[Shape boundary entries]
(begin)
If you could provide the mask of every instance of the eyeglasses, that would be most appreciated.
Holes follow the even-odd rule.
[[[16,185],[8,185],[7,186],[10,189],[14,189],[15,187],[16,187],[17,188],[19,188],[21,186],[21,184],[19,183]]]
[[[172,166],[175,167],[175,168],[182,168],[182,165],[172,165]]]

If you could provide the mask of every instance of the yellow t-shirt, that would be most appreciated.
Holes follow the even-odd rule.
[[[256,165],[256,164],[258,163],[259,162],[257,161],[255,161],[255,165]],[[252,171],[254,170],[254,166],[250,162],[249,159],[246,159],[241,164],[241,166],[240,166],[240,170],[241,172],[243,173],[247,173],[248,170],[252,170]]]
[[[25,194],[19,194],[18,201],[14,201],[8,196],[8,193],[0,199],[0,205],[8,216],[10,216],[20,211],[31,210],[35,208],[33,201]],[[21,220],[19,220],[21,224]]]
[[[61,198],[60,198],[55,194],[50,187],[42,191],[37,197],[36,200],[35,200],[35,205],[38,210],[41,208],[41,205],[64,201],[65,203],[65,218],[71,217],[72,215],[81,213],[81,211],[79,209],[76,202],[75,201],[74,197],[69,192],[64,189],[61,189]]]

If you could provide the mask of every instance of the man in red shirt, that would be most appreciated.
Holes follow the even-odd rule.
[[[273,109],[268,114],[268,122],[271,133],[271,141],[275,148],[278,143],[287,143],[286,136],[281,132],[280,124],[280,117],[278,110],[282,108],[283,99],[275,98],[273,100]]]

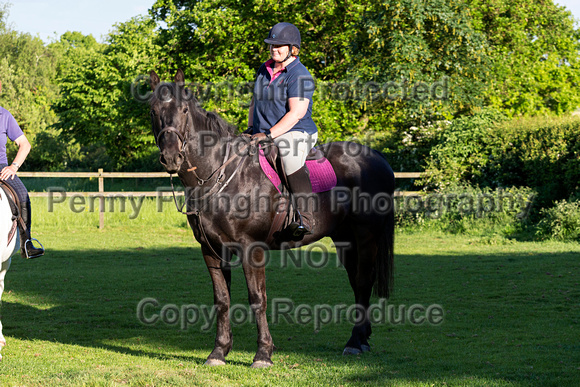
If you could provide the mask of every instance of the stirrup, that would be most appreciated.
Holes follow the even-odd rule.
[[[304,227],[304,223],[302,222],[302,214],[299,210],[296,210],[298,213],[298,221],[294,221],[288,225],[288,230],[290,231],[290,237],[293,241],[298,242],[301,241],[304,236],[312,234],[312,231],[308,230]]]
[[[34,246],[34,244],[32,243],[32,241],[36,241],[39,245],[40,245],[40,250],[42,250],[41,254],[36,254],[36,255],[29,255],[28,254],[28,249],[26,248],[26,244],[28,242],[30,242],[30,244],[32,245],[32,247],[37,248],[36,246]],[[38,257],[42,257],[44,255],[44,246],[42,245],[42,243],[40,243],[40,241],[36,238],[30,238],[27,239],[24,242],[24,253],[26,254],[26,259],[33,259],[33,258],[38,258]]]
(end)
Written instruction
Change every occurrence of "that would be most appreciated" in the records to "that would be very helpful" and reproduce them otherwise unchanged, omitting the pictures.

Problem solution
If you could provide the mask of every instance of the eyeglasses, that would be very helpful.
Holes follow the even-odd rule.
[[[16,185],[8,185],[7,186],[10,189],[14,189],[15,187],[16,187],[17,188],[19,188],[21,186],[21,184],[19,183]]]
[[[172,166],[175,167],[175,168],[182,168],[182,165],[172,165]]]

If you could provide the mask of every instance of the yellow t-shirt, that would be very helpful.
Holes follow the even-odd rule.
[[[256,165],[256,164],[258,163],[259,162],[257,161],[255,161],[255,165]],[[252,171],[254,170],[254,166],[250,162],[249,159],[246,159],[241,164],[241,166],[240,166],[240,170],[241,172],[243,173],[247,173],[248,170],[252,170]]]
[[[25,194],[19,194],[18,201],[14,201],[8,196],[8,193],[0,199],[0,205],[8,216],[10,216],[20,211],[31,210],[35,208],[33,201]],[[21,220],[19,220],[21,224]]]
[[[61,198],[60,198],[55,194],[50,187],[42,191],[37,197],[36,200],[35,200],[35,205],[38,210],[41,208],[41,205],[64,201],[65,203],[65,218],[71,217],[72,215],[81,213],[81,211],[79,209],[76,202],[75,201],[74,197],[69,192],[64,189],[61,189]]]

If you could provide the mask of every instance of the man in red shirt, that would be very helpful.
Holes follow the even-odd rule.
[[[273,109],[268,114],[268,122],[271,133],[271,141],[275,148],[278,143],[287,143],[286,136],[281,132],[280,124],[280,117],[278,110],[282,108],[283,99],[275,98],[273,100]]]

If you could provide the mask of every instance of the stirrup, that would be very helpful.
Holes follow the even-odd rule.
[[[304,227],[304,223],[302,222],[302,214],[299,210],[296,210],[298,213],[298,221],[294,221],[288,225],[288,230],[290,231],[290,237],[293,241],[298,242],[301,241],[304,236],[312,234],[312,231],[308,230]]]
[[[34,246],[34,244],[32,243],[32,241],[36,241],[39,245],[40,245],[40,250],[42,250],[41,254],[36,254],[36,255],[29,255],[28,254],[28,249],[26,248],[26,244],[28,242],[30,242],[30,244],[32,245],[32,247],[37,248],[36,246]],[[38,257],[42,257],[44,255],[44,246],[42,245],[42,243],[40,243],[40,241],[36,238],[30,238],[27,239],[24,242],[24,253],[26,254],[26,259],[33,259],[33,258],[38,258]]]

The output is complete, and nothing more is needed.